Data to use -
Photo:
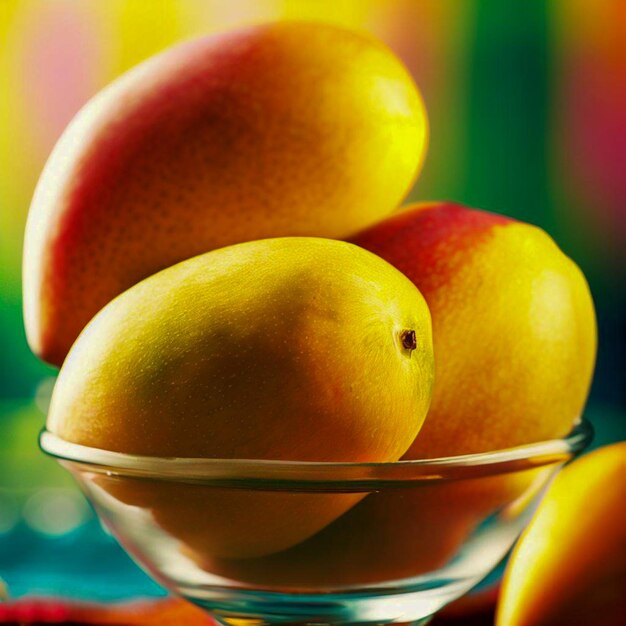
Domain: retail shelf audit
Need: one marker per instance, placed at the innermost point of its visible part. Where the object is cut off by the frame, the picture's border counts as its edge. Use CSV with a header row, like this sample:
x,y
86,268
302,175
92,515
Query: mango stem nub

Problem details - Repeat the records word for word. Leave out whatever pictures they hold.

Solution to this task -
Photo:
Domain: retail shelf audit
Need: one marker per instance, placed at the innermost point of its visible part. Where the object is cut off by the frame, the picture's border counts as its edge. Use CSV with a header row, like this sample:
x,y
86,268
302,175
92,515
Query: mango stem nub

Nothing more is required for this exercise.